*** Text shown
On October 7, 2025, the United Nations Security Council (UNSC) became the stage for a heated exchange between India and Pakistan, reigniting old wounds and casting a spotlight on the enduring tensions that define their relationship. The debate, officially convened to address the Women, Peace, and Security agenda, quickly veered into a pointed confrontation over historical atrocities, human rights records, and the contested region of Jammu and Kashmir.
India’s Permanent Representative to the UN, Ambassador Parvathaneni Harish, led the charge for New Delhi. Harish, a seasoned diplomat who took up his post in New York just over a year ago, is no stranger to high-stakes diplomacy. With a career that spans postings in Germany, Vietnam, Egypt, Saudi Arabia, and with the Palestinian Authority, Harish has built a reputation for directness and a refusal to mince words. At the UNSC, he found himself once again in the familiar position of defending India’s record while turning the tables on Pakistan’s persistent accusations.
******
*** Dataset excerpts
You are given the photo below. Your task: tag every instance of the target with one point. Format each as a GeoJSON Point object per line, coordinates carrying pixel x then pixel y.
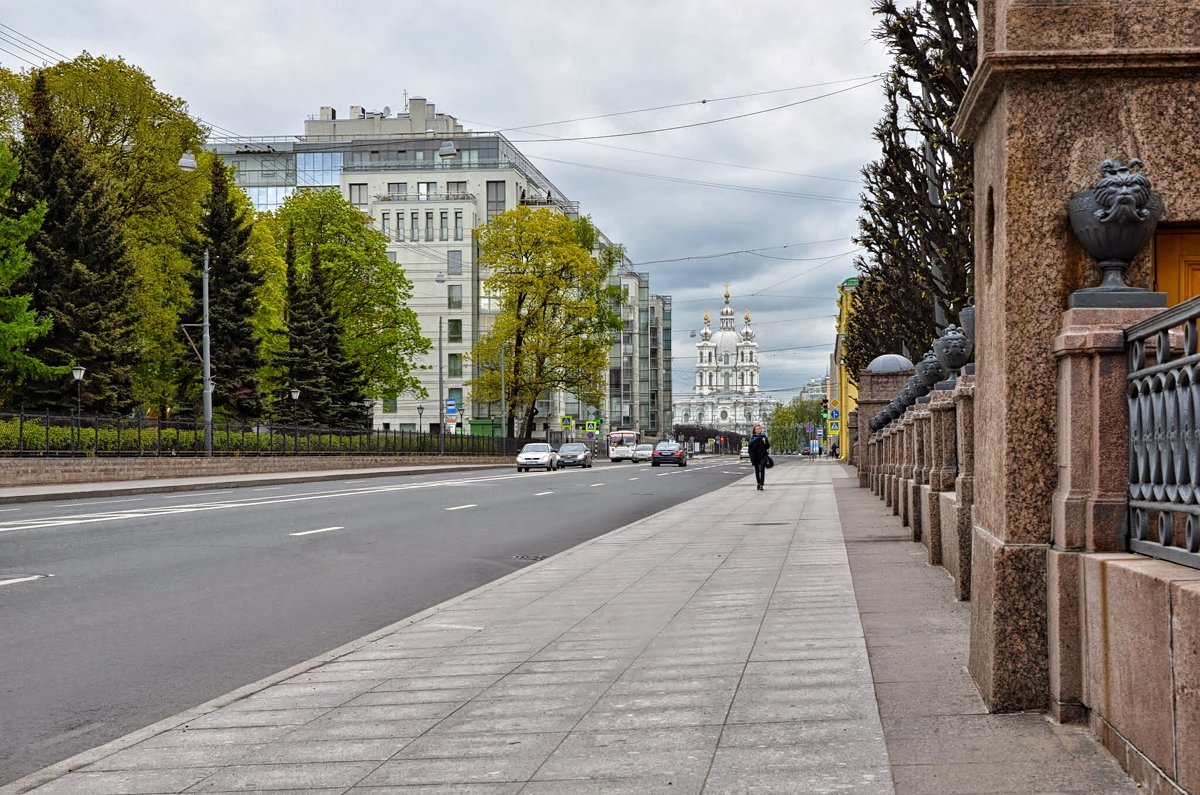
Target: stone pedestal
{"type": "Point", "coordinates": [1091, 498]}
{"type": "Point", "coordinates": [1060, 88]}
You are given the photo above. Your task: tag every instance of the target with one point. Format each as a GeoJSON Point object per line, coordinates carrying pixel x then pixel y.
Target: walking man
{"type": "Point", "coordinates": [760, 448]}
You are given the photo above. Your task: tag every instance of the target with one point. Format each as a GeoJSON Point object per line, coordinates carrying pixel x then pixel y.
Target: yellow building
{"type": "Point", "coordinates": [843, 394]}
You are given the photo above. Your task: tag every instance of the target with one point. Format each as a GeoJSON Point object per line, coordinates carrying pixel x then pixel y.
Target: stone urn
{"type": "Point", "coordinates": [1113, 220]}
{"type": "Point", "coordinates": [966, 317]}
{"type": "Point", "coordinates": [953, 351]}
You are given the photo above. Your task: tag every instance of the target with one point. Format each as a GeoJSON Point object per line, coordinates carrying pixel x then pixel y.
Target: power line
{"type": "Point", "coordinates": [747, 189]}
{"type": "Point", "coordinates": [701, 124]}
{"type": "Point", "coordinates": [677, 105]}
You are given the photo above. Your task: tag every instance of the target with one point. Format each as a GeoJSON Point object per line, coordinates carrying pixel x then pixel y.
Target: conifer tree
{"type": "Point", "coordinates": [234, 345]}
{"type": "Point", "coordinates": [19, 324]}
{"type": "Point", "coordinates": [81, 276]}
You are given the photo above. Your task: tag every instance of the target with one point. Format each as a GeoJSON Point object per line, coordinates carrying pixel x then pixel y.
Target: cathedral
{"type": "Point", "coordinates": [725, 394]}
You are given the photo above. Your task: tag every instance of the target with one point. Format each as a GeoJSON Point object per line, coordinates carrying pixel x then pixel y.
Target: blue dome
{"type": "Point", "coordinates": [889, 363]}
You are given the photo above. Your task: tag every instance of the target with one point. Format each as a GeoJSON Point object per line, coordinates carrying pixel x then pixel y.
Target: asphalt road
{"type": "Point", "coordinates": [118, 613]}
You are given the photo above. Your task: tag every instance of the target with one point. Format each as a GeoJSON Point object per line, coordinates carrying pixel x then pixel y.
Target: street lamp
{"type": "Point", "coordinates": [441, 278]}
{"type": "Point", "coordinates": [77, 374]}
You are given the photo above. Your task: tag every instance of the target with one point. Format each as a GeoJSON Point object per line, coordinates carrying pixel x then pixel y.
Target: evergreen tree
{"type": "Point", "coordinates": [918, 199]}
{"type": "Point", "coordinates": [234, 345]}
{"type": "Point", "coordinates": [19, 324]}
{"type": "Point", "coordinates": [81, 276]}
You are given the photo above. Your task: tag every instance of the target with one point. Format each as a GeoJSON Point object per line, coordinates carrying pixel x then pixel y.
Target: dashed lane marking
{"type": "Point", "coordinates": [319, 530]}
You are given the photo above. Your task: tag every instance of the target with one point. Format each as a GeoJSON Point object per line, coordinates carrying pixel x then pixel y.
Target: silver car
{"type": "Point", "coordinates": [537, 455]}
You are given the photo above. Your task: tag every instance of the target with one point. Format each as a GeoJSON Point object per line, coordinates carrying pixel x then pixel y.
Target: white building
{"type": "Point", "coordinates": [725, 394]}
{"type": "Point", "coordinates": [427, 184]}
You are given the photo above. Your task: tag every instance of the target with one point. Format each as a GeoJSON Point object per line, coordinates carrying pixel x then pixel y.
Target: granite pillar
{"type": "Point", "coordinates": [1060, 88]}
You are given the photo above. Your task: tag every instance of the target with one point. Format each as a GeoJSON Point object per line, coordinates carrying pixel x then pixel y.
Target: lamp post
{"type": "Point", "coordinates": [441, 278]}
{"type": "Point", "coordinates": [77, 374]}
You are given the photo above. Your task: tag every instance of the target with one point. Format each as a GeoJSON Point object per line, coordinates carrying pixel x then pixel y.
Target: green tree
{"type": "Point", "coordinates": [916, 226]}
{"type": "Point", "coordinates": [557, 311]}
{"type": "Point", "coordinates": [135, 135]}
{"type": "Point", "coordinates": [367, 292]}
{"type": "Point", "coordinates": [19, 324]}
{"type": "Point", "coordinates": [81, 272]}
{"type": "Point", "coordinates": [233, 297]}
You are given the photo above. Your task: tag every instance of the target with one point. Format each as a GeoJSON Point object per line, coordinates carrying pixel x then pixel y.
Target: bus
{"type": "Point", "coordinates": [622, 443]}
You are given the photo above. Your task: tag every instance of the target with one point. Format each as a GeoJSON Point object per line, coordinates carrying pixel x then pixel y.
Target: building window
******
**Challenges**
a. In the text about the India–Pakistan exchange at the UN Security Council, what agenda was the debate officially convened to address?
b. Transcribe the text about the India–Pakistan exchange at the UN Security Council from "On October 7, 2025, the" to "Jammu and Kashmir.".

**The results**
a. The Women, Peace, and Security agenda.

b.
On October 7, 2025, the United Nations Security Council (UNSC) became the stage for a heated exchange between India and Pakistan, reigniting old wounds and casting a spotlight on the enduring tensions that define their relationship. The debate, officially convened to address the Women, Peace, and Security agenda, quickly veered into a pointed confrontation over historical atrocities, human rights records, and the contested region of Jammu and Kashmir.